-- Given instruction --
Write out every entry exactly as it appears.

Data listing
===============
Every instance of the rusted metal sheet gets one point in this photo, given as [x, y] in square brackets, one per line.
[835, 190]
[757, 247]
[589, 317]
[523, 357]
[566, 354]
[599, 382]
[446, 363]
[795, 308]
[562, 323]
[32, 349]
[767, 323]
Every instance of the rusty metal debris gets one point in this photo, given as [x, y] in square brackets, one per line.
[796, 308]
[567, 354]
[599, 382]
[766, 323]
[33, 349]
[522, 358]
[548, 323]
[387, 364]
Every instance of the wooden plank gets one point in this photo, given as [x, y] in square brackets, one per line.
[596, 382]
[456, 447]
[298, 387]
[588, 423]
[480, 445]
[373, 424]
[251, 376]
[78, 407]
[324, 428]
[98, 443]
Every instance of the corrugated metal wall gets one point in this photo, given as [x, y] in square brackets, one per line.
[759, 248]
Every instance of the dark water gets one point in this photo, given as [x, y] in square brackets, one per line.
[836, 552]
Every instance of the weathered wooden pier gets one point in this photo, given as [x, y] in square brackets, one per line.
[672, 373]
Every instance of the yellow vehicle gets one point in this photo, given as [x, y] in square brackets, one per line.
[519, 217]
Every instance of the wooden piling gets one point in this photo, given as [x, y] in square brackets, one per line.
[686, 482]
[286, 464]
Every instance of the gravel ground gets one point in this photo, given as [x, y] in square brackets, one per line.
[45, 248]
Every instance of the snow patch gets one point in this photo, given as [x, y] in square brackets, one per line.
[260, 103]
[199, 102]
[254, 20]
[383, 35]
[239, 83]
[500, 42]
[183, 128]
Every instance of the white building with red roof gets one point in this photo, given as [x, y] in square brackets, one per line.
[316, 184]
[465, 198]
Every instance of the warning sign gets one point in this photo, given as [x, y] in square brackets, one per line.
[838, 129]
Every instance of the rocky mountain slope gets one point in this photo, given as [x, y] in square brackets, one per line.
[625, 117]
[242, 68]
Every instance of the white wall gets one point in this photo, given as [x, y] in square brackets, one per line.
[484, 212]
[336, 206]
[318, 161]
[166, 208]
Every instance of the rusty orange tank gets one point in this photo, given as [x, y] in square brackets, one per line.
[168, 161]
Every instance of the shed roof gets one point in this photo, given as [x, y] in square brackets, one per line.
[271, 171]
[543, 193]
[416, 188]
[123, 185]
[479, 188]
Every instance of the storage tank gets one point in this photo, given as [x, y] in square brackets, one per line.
===============
-- Result below --
Every instance of the rusted metal sheet gets one point in this photo, given as [x, y] in square brackets, one per line.
[835, 190]
[757, 247]
[589, 317]
[523, 357]
[566, 354]
[599, 382]
[446, 363]
[795, 308]
[562, 323]
[32, 349]
[767, 323]
Every instance of the rusty metal debris gets one point in this photo, given as [x, y] in square brackets, one per line.
[796, 308]
[567, 354]
[599, 382]
[766, 323]
[33, 349]
[522, 358]
[548, 323]
[387, 364]
Every instance of the wooden plank gets one point in this photo, given as [x, y] in square brackets, one per line.
[596, 382]
[456, 447]
[298, 387]
[588, 423]
[480, 445]
[373, 424]
[251, 376]
[78, 407]
[324, 428]
[98, 443]
Every instance of the corrugated metal wall gets one point in this photo, given as [x, y] in square brackets, one per line.
[759, 248]
Every instance of the dark water gets one point in this photo, given as [x, y] in square brackets, one per line.
[836, 552]
Every instance of the weathered wooden pier gets one point in this photo, given as [x, y] in square brackets, one per line.
[672, 373]
Every instance of the yellow vehicle gets one point in this photo, given as [x, y] in square brackets, one per line.
[519, 217]
Every instance of the wooden piling gets one point in this photo, given as [x, y] in square brackets, one per line.
[686, 482]
[286, 464]
Every instance of the gravel ground gets one point in this photo, given as [x, y] in square brackets, one per line.
[45, 248]
Every instance of the snow patch gets one point in this photo, given as [x, y] in square brackets, one per line.
[260, 103]
[199, 102]
[254, 20]
[383, 35]
[239, 83]
[500, 42]
[183, 128]
Every instance of the white building with red roof gets one point in this photo, given as [x, y] in square brackets, one per line.
[316, 184]
[465, 198]
Every instance of the warning sign gets one point in this photo, given as [x, y] in square brackets, one per line.
[838, 129]
Every instance of the rocky mountain slope gets one point in this photo, given as [x, y] in square brackets, one per line.
[625, 117]
[242, 68]
Every instance of the white wall gets one point in this photo, given as [x, y] in square brackets, one per line.
[484, 212]
[336, 206]
[318, 161]
[166, 208]
Every instance of the rusty orange tank gets one point in this photo, given as [x, y] in square brackets, one per line.
[168, 161]
Every instance of the shed roof gets one point in this photo, given as [x, y] in square brackets, one per line.
[271, 171]
[543, 193]
[416, 188]
[123, 185]
[479, 188]
Every instance of the storage tank gets one point in this photo, given as [x, y] in square brackets, one per line.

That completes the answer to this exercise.